Provided passage:
⟨

Contour plot: Use the $(\lambda_1, \lambda_2, L(w(\lambda_1, \lambda_2)))$ data to draw a 2D contour plot. (using functions like contour or tricontourf from matplotlib)

The contour map visually shows the local geometry of the loss surface and can also be used to analyze the behavior of optimization algorithms by displaying their trajectories.

Code

import torch
import numpy as np
import torch.nn as nn
from torch.utils.data import DataLoader, Subset
from dldna.chapter_05.visualization.loss_surface import hessian_eigenvectors, xy_perturb_loss, visualize_loss_surface, linear_interpolation
from dldna.chapter_04.utils.data import get_dataset
from dldna.chapter_04.utils.metrics import load_model
from dldna.chapter_05.optimizers.basic import SGD, Adam

# Device configuration
device = torch.device("cuda" if torch.cuda.is_available() else "cpu")

# Get the dataset
_, test_dataset = get_dataset(dataset="FashionMNIST")
# Create a small dataset
small_dataset = Subset(test_dataset, torch.arange(0, 256))
data_loader = DataLoader(small_dataset, batch_size=256, shuffle=True)
loss_func = nn.CrossEntropyLoss()

trained_model, _ = load_model(model_file="SimpleNetwork-ReLU.pth", path="tmp/models/")
# trained_model, _ = load_model(model_file="SimpleNetwork-Tanh.pth", path="tmp/models/")

trained_model = trained_model.to(device)


# pyhessian
data = []  # List to store the calculated result sets
top_n = 4  # Must be an even number.  Each pair of eigenvectors is used.  2 is the minimum.  10 means 5 graphs.
top_eigenvalues, top_eignevectors = hessian_eigenvectors(model=trained_model, loss_func=loss_func, data_loader=data_loader, top_n=top_n, is_cuda=True)

# Define the scale with lambda.
lambda1, lambda2 = np.linspace(-0.2, 0.2, 40).astype(np.float32), np.linspace(-0.2, 0.2, 40).astype(np.float32)

⟩

Given information:
⟨

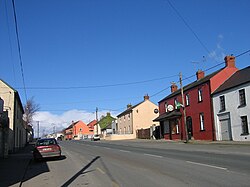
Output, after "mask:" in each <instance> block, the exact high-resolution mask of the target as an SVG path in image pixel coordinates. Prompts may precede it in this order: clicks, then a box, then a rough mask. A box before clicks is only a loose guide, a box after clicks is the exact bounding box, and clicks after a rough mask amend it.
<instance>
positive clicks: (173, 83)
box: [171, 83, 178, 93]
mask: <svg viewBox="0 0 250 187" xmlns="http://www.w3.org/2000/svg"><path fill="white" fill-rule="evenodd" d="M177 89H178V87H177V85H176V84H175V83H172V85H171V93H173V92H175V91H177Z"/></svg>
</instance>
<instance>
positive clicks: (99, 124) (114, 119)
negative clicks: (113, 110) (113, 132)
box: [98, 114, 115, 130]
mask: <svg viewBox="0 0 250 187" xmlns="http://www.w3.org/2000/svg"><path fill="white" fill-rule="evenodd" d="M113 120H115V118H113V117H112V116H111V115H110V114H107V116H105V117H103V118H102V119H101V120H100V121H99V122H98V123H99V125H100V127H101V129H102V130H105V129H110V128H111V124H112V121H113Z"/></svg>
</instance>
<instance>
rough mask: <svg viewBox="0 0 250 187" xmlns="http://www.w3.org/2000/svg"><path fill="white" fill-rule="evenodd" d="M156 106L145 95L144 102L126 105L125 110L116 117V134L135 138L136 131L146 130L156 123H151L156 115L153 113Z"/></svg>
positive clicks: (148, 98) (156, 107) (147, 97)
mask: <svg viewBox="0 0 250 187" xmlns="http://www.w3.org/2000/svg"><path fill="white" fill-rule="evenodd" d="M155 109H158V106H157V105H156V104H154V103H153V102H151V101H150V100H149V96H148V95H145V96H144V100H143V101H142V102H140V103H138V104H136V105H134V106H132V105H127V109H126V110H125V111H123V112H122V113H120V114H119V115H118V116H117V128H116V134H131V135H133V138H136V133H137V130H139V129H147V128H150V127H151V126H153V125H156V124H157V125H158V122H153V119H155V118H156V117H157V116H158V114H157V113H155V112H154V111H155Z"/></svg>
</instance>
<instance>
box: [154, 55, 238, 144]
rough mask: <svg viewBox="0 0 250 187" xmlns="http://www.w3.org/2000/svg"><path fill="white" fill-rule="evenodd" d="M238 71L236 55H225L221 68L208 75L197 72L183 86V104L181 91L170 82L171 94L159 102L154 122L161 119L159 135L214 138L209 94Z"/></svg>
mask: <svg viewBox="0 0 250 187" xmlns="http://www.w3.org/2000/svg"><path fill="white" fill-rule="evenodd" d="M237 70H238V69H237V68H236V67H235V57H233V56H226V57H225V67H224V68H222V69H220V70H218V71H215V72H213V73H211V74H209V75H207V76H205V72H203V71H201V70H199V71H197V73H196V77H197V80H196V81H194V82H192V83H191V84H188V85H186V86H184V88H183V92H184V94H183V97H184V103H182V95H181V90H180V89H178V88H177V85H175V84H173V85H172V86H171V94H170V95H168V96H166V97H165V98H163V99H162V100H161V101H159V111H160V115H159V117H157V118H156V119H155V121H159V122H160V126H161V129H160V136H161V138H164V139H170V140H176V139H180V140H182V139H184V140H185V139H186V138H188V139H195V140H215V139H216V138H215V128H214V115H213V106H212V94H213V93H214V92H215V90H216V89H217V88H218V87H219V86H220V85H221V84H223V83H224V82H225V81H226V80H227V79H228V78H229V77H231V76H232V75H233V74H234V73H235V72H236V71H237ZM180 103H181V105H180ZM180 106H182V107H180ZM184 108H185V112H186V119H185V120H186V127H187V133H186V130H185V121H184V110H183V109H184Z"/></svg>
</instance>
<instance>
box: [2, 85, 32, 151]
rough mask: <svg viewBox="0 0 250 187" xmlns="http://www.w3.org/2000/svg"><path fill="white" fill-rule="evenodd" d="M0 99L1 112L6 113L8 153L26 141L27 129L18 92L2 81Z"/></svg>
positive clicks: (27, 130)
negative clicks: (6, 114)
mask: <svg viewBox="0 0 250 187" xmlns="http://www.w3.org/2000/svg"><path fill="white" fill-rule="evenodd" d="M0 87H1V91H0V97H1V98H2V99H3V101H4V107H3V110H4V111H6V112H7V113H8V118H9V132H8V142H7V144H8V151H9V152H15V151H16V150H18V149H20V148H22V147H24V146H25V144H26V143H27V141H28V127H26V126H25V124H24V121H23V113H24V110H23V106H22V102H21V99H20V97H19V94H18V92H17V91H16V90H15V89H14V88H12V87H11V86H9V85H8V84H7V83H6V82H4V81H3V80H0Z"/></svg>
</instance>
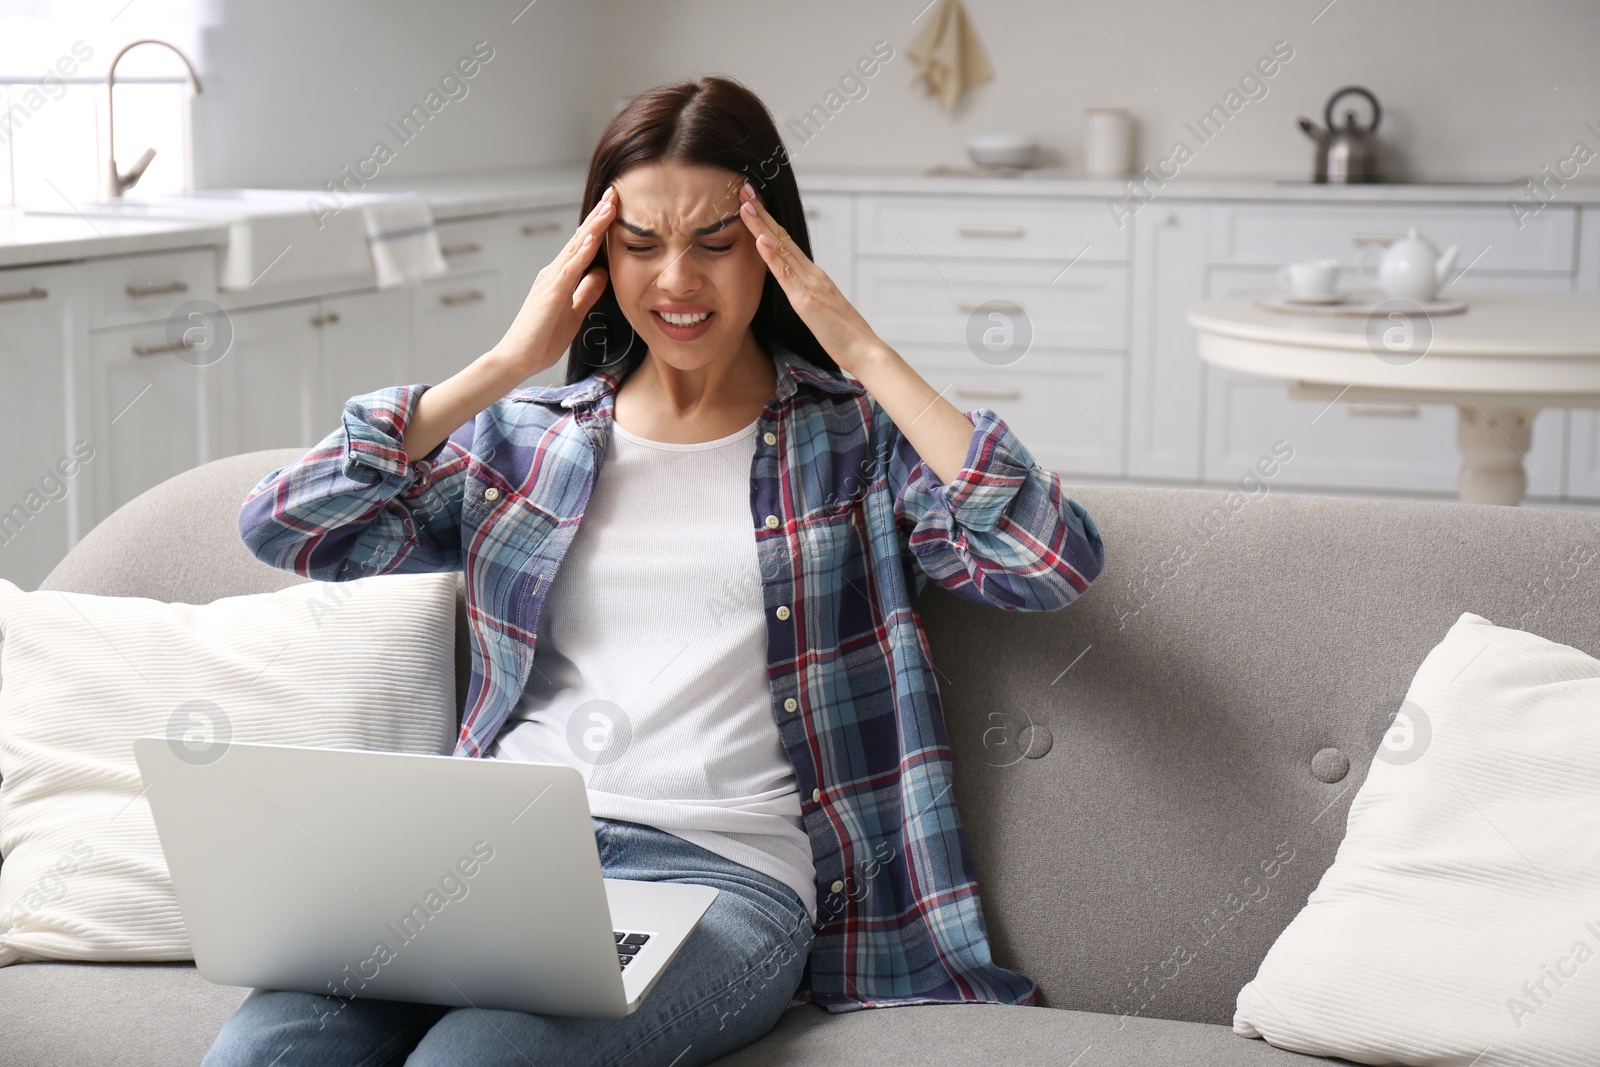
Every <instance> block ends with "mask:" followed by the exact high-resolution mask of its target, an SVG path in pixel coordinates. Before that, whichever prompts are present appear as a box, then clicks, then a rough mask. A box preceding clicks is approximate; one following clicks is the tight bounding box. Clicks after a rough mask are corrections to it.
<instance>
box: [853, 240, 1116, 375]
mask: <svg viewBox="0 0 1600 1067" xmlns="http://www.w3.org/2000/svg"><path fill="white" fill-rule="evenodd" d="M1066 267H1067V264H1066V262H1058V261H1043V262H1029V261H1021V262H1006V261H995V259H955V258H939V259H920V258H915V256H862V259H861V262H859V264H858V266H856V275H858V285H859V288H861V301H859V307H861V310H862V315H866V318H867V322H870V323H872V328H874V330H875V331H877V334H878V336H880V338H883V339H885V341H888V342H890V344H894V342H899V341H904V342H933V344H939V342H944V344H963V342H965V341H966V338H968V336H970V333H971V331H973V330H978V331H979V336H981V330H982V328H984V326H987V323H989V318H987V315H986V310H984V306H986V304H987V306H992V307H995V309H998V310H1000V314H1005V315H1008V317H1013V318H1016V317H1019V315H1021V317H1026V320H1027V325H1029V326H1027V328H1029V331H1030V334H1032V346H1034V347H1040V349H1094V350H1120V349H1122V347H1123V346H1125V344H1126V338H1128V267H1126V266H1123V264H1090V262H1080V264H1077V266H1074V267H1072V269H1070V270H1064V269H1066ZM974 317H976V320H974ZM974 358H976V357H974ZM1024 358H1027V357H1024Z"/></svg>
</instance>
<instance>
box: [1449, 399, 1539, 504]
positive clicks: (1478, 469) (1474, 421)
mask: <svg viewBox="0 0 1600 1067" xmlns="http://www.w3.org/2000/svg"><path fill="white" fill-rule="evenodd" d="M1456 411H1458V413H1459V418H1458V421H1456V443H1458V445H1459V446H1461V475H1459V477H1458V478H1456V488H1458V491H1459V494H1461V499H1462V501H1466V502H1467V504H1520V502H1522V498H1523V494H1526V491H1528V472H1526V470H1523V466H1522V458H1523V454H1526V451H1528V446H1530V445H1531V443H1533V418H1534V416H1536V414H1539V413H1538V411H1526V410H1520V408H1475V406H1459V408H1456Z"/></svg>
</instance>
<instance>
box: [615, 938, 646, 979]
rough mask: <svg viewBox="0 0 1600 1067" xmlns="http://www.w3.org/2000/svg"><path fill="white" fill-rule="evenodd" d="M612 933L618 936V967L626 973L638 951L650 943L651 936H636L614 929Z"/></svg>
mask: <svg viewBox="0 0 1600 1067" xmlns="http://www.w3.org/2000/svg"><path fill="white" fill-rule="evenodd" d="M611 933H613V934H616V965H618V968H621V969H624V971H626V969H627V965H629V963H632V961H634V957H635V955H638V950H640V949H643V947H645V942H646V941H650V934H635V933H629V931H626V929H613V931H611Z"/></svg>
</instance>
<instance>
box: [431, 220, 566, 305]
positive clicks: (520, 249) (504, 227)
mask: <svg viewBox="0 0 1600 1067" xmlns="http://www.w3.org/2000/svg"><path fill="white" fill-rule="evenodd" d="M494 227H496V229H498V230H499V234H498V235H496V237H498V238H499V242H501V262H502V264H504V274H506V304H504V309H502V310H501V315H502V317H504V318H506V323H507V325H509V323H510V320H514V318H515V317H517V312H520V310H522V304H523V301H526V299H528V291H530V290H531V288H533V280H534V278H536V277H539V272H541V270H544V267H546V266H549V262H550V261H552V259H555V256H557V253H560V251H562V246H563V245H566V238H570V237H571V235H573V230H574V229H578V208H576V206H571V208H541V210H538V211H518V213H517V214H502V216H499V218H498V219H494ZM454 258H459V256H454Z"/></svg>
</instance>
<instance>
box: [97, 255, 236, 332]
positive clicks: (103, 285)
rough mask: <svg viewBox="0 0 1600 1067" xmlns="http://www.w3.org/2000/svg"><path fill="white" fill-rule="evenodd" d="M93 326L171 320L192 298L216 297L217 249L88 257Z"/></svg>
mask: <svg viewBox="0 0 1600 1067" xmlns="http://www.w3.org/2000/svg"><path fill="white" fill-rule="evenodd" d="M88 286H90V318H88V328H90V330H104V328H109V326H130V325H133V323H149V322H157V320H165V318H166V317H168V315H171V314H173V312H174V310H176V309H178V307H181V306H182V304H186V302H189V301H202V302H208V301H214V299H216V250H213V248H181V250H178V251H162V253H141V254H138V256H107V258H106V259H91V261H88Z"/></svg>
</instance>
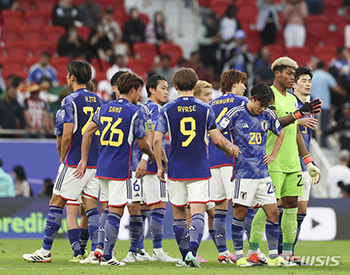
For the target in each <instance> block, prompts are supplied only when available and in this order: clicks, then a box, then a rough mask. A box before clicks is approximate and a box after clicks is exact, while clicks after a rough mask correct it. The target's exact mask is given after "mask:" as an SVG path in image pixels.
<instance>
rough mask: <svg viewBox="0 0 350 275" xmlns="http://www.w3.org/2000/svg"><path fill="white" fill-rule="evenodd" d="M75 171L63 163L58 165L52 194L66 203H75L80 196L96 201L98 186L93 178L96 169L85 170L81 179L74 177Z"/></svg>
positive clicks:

⟩

What you need to do:
• 1. Which dataset does the loss surface text load its test data from?
• 2. Extend the loss surface text past its last line.
The items come from a different source than the loss surface text.

Answers:
• 1. FashionMNIST

• 2.
# If top_n=10, a total of 5 pairs of graphs can be drawn.
for i in range(top_n // 2):
    x, y, z = xy_perturb_loss(model=trained_model, top_eigenvectors=top_eignevectors[i*2:(i+1)*2], data_loader=data_loader, loss_func=loss_func, lambda1=lambda1, lambda2=lambda2, device=device)
    data.append((x, y, z))

_ = visualize_loss_surface(data, "ReLU", color="C0", alpha=0.6, plot_3d=True)
_ = visualize_loss_surface(data, "ReLU", color="C0", alpha=0.6, plot_3d=False) # Changed "ReLu" to "ReLU" for consistency

/home/sean/anaconda3/envs/DL/lib/python3.10/site-packages/torch/autograd/graph.py:825: UserWarning: Using backward() with create_graph=True will create a reference cycle between the parameter and its gradient which can cause a memory leak. We recommend using autograd.grad when creating the graph to avoid this. If you have to use this function, make sure to reset the .grad fields of your parameters to None after use to break the cycle and avoid the leak. (Triggered internally at ../torch/csrc/autograd/engine.cpp:1201.)
  return Variable._execution_engine.run_backward(  # Calls into the C++ engine to run the backward pass

Contour maps provide more detailed information about local areas than simple linear interpolation. While linear interpolation shows the change in loss function values along a one-dimensional path between two models, contour maps visualize the change in loss functions on a two-dimensional plane with the selected two directions ($\lambda_1$, $\lambda_2$) as axes. This allows us to identify subtle changes in the optimization path, local minima in surrounding areas that could not be identified by linear interpolation, the existence of saddle points, and barriers between them.

5.3.2 In-Depth Techniques for Loss Surface Analysis

Beyond simple visualization (linear interpolation, contour maps), advanced analysis techniques are being researched to gain a deeper understanding of the loss landscape of deep learning models.

Topological Data Analysis (TDA):
- Key idea: Analyze the “shape” of the loss surface, such as its connectivity, using tools from topology.
- Main techniques: Persistent homology, Mapper algorithm, etc.
- Applications: Understand the complexity of the loss surface, the connection structure of local minima, and the characteristics of saddle points to gain insights into learning dynamics and generalization performance. (For more details, see “Deep Dive: Topological Loss Surface Analysis”)
Multi-scale Analysis:
- Key idea: Analyze the loss surface at various scales to capture both macroscopic and microscopic structures.
- Main techniques: Wavelet transform, scale-space theory, etc.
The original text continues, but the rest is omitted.